Give each of the records' lines as a string in a JSON list, one string per line, skipping any blank lines.

(Data lines)
"""
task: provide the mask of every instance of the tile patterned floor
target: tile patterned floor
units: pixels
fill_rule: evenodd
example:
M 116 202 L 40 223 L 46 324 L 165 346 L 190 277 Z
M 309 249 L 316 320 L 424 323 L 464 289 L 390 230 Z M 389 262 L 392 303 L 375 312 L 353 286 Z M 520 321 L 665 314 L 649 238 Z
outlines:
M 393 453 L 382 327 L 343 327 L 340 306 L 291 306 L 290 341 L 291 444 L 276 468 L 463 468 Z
"""
■ **Output of the task**:
[
  "task: provide the mask of every instance of the tile patterned floor",
  "target: tile patterned floor",
  "units: pixels",
  "fill_rule: evenodd",
  "example:",
  "M 116 202 L 40 223 L 46 324 L 165 346 L 190 277 Z",
  "M 309 249 L 316 320 L 424 323 L 464 289 L 390 230 Z M 389 262 L 392 303 L 375 312 L 353 286 Z M 520 321 L 665 314 L 649 238 Z",
  "outlines:",
  "M 393 453 L 382 327 L 343 327 L 340 306 L 291 306 L 290 341 L 291 444 L 276 468 L 463 468 Z"
]